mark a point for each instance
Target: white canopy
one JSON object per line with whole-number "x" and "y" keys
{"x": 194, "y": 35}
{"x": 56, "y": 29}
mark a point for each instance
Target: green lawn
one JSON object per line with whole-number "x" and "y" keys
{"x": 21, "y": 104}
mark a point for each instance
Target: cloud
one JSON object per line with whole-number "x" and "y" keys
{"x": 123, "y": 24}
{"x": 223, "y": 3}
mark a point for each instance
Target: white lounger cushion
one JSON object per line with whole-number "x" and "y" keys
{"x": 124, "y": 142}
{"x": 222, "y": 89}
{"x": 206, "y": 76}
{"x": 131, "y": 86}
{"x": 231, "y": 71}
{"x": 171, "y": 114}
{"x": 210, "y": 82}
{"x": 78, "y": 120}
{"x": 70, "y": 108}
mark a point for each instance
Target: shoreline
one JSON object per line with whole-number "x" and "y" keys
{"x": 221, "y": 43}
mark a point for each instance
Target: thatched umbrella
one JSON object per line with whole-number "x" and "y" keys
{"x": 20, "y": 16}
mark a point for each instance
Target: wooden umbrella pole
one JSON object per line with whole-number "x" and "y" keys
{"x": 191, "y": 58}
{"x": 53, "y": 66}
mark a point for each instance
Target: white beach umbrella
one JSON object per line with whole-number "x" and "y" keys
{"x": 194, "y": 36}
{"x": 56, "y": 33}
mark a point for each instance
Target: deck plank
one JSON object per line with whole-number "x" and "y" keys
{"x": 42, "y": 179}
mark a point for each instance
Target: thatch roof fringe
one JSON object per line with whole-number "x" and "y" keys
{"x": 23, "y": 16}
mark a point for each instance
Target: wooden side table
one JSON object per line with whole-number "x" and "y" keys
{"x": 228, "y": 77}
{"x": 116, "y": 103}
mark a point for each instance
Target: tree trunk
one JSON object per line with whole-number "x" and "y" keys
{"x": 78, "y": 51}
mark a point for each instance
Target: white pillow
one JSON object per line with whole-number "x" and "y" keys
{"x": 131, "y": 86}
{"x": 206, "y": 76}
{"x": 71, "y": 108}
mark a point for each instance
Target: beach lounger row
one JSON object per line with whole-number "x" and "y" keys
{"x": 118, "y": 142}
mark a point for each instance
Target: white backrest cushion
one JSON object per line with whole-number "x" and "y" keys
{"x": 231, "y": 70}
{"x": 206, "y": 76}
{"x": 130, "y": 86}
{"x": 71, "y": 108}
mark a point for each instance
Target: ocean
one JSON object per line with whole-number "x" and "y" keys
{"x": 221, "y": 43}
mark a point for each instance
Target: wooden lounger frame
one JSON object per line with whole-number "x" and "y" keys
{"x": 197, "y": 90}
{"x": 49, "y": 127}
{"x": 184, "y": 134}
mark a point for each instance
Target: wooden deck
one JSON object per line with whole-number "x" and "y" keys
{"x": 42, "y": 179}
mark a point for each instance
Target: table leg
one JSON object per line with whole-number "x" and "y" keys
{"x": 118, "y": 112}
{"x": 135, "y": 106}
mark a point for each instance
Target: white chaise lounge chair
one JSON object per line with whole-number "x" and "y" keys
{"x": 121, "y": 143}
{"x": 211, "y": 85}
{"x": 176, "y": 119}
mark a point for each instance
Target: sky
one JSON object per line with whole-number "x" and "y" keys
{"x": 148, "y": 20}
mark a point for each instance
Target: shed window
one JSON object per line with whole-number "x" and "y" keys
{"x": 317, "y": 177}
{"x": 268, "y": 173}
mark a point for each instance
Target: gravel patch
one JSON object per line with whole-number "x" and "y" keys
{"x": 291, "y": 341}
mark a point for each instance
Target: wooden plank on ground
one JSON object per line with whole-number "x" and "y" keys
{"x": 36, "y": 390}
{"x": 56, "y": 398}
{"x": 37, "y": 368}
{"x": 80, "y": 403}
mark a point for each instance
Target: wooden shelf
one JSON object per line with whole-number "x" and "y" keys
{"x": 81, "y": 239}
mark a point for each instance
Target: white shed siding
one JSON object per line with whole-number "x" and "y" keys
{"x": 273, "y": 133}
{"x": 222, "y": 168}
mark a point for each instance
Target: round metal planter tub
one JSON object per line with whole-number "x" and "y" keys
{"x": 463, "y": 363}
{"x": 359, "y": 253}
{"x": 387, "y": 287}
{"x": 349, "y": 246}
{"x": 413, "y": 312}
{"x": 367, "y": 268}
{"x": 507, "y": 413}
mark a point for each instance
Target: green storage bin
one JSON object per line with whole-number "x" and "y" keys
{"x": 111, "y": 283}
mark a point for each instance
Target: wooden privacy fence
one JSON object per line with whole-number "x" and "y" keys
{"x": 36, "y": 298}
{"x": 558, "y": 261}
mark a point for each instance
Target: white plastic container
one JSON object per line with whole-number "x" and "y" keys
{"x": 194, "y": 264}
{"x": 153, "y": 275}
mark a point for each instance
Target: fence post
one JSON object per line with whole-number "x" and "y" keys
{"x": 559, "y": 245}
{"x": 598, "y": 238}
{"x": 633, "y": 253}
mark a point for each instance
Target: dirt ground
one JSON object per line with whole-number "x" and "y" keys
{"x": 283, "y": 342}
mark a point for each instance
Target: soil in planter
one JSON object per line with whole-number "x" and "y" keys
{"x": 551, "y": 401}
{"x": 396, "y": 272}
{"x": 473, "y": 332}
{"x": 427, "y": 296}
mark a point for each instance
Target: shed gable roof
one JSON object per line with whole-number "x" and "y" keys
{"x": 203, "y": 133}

Activity
All of the data above should be set down word for word.

Exercise output
mark a point for each instance
Target: white canopy
one JSON object per line with whole-number "x" and "y" keys
{"x": 194, "y": 35}
{"x": 56, "y": 29}
mark a point for each instance
Target: green lawn
one JSON object per line with whole-number "x" and "y" keys
{"x": 21, "y": 104}
mark a point for each instance
Target: cloud
one JSON object per line with whole-number "x" and "y" keys
{"x": 123, "y": 24}
{"x": 223, "y": 3}
mark a point for each instance
Target: white lounger cushion
one JSON object per line with whole-number "x" and "y" keys
{"x": 124, "y": 142}
{"x": 222, "y": 89}
{"x": 206, "y": 76}
{"x": 131, "y": 86}
{"x": 231, "y": 71}
{"x": 171, "y": 114}
{"x": 210, "y": 82}
{"x": 78, "y": 120}
{"x": 70, "y": 108}
mark a point for each instance
Target: shoreline
one JSON object per line with whole-number "x" and "y" keys
{"x": 221, "y": 43}
mark a point for each instance
Target: thatched umbrella
one JSON object per line with whole-number "x" and "y" keys
{"x": 20, "y": 16}
mark a point for each instance
Target: wooden umbrella pole
one JSON object per line with whole-number "x" and "y" keys
{"x": 191, "y": 58}
{"x": 53, "y": 66}
mark a point for each instance
Target: white beach umbrella
one JSON object per line with whole-number "x" and "y" keys
{"x": 194, "y": 36}
{"x": 56, "y": 33}
mark a point for each instance
Target: deck plank
one JSON object per line with whole-number "x" and "y" keys
{"x": 42, "y": 179}
mark a point for each instance
Target: thatch roof fringe
one JSON object per line with whole-number "x" and "y" keys
{"x": 23, "y": 16}
mark a point for each instance
Target: wooden side table
one JSON object per line with whole-number "x" and "y" keys
{"x": 228, "y": 77}
{"x": 116, "y": 103}
mark a point for each instance
Target: tree trunk
one JSON object per line with whole-number "x" and "y" keys
{"x": 78, "y": 51}
mark a point for each instance
Target: white pillow
one JSON object per line with whole-number "x" and "y" keys
{"x": 131, "y": 86}
{"x": 206, "y": 76}
{"x": 71, "y": 108}
mark a point for each instance
Target: beach lounger row
one JSON object per line with whole-number "x" and "y" keys
{"x": 118, "y": 142}
mark a point for each instance
Target: white backrest cushion
one JSON object per line with whole-number "x" and "y" keys
{"x": 231, "y": 70}
{"x": 206, "y": 76}
{"x": 130, "y": 86}
{"x": 71, "y": 108}
mark a point for each instance
Target: ocean
one JSON object per line with whole-number "x" and "y" keys
{"x": 221, "y": 43}
mark a point for each instance
Target: wooden lounger frame
one JSON object per line with whole-number "x" and "y" keys
{"x": 197, "y": 90}
{"x": 49, "y": 127}
{"x": 184, "y": 134}
mark a point for each instance
Target: wooden deck
one JSON object per line with whole-number "x" and "y" keys
{"x": 42, "y": 179}
mark a point for each instance
Target: table leg
one JSON object per line with whole-number "x" and "y" keys
{"x": 118, "y": 112}
{"x": 135, "y": 106}
mark a point for each instance
Target: white chaise lounge chair
one JSON object per line with whole-number "x" and "y" keys
{"x": 121, "y": 143}
{"x": 211, "y": 85}
{"x": 176, "y": 119}
mark a point for each instance
Target: sky
one JSON object per line with whole-number "x" and "y" keys
{"x": 148, "y": 20}
mark a point for each instance
Target: shed window
one JSON object per line with whole-number "x" and "y" keys
{"x": 317, "y": 177}
{"x": 268, "y": 173}
mark a point for each instance
Target: gravel patch
one JSON object per line with whole-number "x" and "y" keys
{"x": 291, "y": 341}
mark a point for each instance
Target: wooden plank on ground
one JSON object per line with whole-number "x" and "y" keys
{"x": 36, "y": 390}
{"x": 56, "y": 398}
{"x": 37, "y": 368}
{"x": 80, "y": 403}
mark a point for each instance
Target: wooden shelf
one JSON object per line with whole-number "x" and "y" keys
{"x": 81, "y": 239}
mark a point for each instance
Target: white shed siding
one JSON object per line with whole-number "x" and "y" keys
{"x": 273, "y": 133}
{"x": 222, "y": 168}
mark a point for each instance
Target: round metal planter tub
one JSON object per line with whole-number "x" and "y" keys
{"x": 463, "y": 363}
{"x": 359, "y": 253}
{"x": 387, "y": 287}
{"x": 349, "y": 246}
{"x": 413, "y": 312}
{"x": 367, "y": 268}
{"x": 507, "y": 413}
mark a point for each instance
Target: green storage bin
one JSON object per line with whole-number "x" and "y" keys
{"x": 111, "y": 283}
mark a point for each instance
Target: wooden privacy fence
one JSON object per line with whole-number "x" and "y" keys
{"x": 36, "y": 298}
{"x": 558, "y": 261}
mark a point for each instance
Target: white plastic container
one JSON object per line with whole-number "x" and "y" keys
{"x": 194, "y": 264}
{"x": 153, "y": 275}
mark a point for each instance
Target: fence post
one JSON object per line with whole-number "x" and "y" keys
{"x": 559, "y": 245}
{"x": 598, "y": 238}
{"x": 633, "y": 253}
mark a point for each instance
Target: dirt ground
one JSON object per line with whole-number "x" and "y" keys
{"x": 283, "y": 342}
mark a point for each instance
Target: soil in planter
one JSON object per line with whole-number "x" and "y" keys
{"x": 551, "y": 401}
{"x": 396, "y": 272}
{"x": 473, "y": 332}
{"x": 427, "y": 296}
mark a point for each instance
Target: shed gable roof
one JSON object per line with whole-number "x" and "y" keys
{"x": 203, "y": 133}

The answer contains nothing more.